Directions: Collect each line in the records below that contains the string "mouth" and copy those lines out unchanged.

Input:

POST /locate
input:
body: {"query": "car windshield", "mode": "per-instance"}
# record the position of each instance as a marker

* * *

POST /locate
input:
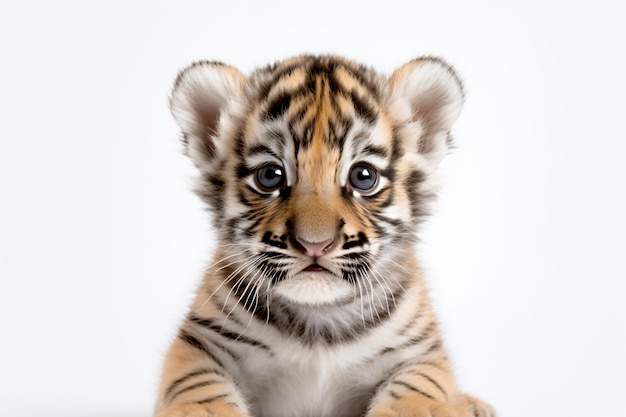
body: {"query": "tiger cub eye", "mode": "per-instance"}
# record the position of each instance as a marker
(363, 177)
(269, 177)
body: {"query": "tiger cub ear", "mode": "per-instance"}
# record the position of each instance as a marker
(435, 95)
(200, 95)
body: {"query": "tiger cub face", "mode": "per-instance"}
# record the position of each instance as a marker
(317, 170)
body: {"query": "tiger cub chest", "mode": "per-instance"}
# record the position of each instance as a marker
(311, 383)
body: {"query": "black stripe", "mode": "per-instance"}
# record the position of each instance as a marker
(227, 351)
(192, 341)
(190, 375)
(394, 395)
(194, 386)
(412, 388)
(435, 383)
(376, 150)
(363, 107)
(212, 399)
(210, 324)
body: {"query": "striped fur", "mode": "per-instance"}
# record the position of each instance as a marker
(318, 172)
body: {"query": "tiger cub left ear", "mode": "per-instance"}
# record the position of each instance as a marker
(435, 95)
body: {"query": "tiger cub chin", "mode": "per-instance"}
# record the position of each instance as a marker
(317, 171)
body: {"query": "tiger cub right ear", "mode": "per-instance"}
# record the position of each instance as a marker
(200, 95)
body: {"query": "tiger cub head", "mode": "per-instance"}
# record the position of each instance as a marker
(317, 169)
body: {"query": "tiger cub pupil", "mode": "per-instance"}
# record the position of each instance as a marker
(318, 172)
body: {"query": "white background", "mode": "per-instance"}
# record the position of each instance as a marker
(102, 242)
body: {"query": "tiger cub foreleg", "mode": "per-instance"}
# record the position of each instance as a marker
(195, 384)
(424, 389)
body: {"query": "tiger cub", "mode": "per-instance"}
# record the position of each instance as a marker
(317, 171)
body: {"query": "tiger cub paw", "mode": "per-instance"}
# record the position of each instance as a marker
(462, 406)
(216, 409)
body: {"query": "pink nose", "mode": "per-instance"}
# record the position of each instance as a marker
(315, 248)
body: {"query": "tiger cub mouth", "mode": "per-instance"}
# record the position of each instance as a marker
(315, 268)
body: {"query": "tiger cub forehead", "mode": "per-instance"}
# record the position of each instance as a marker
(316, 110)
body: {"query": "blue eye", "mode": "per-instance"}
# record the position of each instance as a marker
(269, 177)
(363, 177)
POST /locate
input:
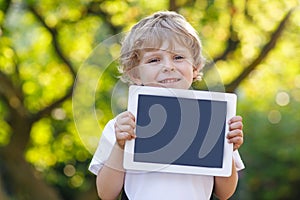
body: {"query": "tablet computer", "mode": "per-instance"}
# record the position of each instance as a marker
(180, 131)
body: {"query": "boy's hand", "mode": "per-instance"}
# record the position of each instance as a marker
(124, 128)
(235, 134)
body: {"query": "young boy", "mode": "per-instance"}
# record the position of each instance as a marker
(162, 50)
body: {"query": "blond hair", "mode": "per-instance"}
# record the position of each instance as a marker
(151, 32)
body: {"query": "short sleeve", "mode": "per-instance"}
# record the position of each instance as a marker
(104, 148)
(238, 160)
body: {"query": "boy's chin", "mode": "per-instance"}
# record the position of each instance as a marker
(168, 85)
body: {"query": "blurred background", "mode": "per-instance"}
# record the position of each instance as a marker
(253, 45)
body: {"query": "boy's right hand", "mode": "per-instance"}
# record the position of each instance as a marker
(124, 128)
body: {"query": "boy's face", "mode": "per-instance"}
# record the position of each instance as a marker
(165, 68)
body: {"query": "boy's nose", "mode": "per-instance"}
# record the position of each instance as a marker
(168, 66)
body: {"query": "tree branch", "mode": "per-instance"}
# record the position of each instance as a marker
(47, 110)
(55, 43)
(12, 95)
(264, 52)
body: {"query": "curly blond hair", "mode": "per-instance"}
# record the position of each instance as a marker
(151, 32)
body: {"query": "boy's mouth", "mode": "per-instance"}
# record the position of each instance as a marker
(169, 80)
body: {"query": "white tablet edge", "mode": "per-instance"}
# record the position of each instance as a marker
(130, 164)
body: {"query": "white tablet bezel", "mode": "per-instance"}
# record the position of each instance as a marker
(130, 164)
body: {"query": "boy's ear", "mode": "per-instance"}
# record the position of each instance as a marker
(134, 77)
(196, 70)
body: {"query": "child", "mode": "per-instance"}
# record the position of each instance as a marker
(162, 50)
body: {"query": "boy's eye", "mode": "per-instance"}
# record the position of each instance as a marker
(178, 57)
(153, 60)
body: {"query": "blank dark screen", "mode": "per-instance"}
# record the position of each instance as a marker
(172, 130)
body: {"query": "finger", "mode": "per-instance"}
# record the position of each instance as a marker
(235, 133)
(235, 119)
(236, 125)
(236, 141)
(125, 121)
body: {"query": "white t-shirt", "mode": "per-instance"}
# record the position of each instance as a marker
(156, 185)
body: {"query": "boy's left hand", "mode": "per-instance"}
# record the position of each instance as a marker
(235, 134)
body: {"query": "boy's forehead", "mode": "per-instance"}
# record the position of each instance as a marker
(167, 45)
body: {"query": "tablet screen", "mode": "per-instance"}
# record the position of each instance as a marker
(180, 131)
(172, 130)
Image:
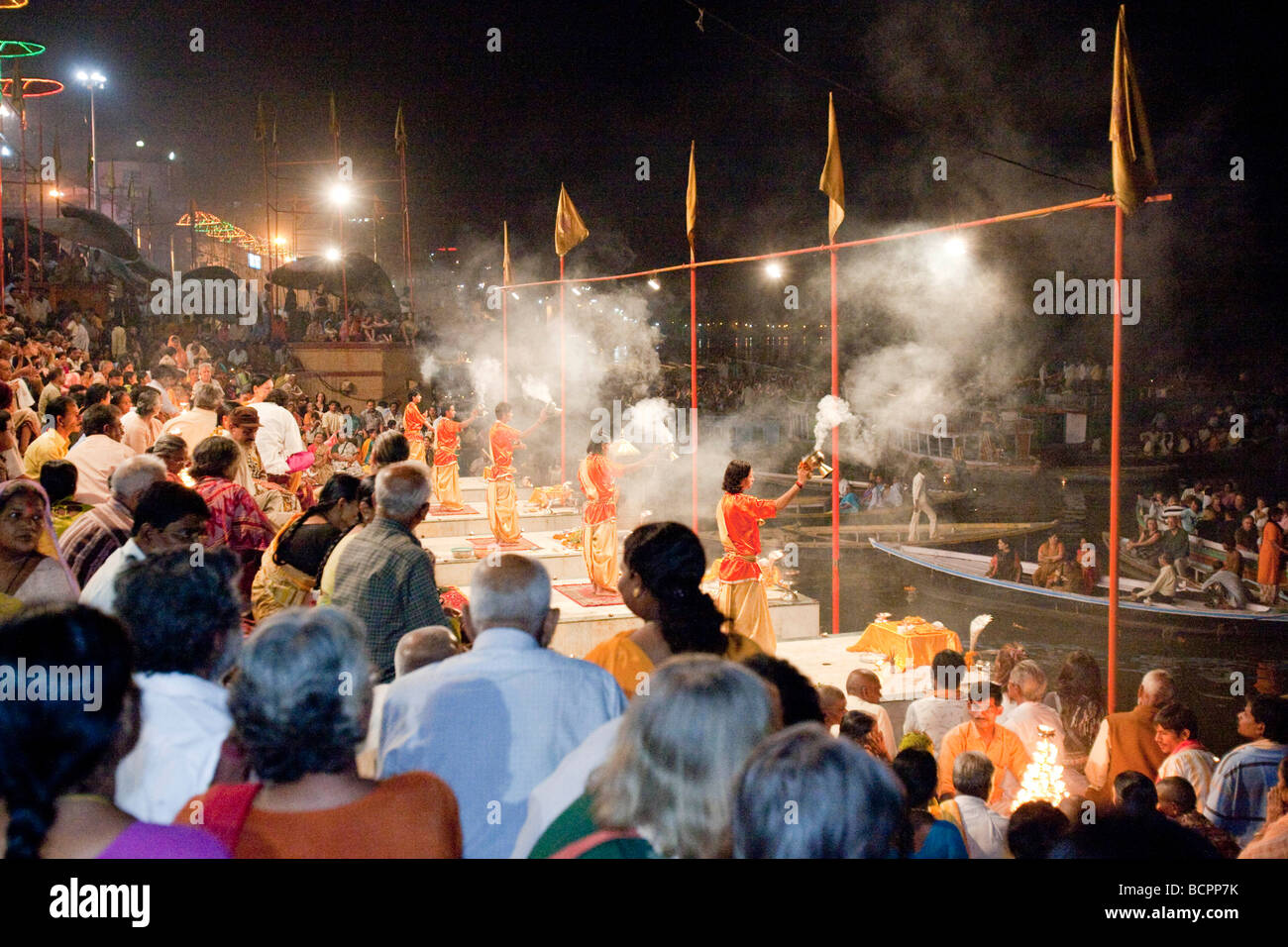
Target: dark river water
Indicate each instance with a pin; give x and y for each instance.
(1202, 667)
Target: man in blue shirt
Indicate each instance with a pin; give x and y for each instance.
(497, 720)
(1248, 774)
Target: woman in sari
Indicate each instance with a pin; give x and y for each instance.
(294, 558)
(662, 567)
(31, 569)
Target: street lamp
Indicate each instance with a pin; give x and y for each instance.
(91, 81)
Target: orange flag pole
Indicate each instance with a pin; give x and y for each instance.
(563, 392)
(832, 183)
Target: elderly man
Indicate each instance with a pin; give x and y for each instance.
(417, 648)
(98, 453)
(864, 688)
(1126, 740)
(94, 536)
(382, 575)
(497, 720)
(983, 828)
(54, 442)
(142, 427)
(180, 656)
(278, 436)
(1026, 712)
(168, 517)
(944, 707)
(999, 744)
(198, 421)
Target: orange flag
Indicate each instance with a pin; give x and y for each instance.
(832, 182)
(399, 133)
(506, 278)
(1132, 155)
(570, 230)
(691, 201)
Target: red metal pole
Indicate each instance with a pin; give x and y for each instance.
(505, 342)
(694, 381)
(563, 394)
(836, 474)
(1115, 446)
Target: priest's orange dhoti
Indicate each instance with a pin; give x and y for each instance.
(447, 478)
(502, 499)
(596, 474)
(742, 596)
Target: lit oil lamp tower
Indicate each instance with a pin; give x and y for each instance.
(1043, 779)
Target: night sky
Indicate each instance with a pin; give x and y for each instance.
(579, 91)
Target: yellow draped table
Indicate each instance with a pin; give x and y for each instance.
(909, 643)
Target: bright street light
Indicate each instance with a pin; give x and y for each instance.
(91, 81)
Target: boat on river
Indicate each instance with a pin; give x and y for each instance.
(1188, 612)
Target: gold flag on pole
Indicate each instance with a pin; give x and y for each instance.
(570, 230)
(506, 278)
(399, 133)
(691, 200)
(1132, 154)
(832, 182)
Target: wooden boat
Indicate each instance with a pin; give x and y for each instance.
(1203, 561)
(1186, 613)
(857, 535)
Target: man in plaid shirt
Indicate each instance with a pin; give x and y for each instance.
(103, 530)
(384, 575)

Answer to this task:
body: {"query": "tiger cub mouth", "mode": "per-instance"}
body: {"query": "boy's mouth", "mode": "per-instance"}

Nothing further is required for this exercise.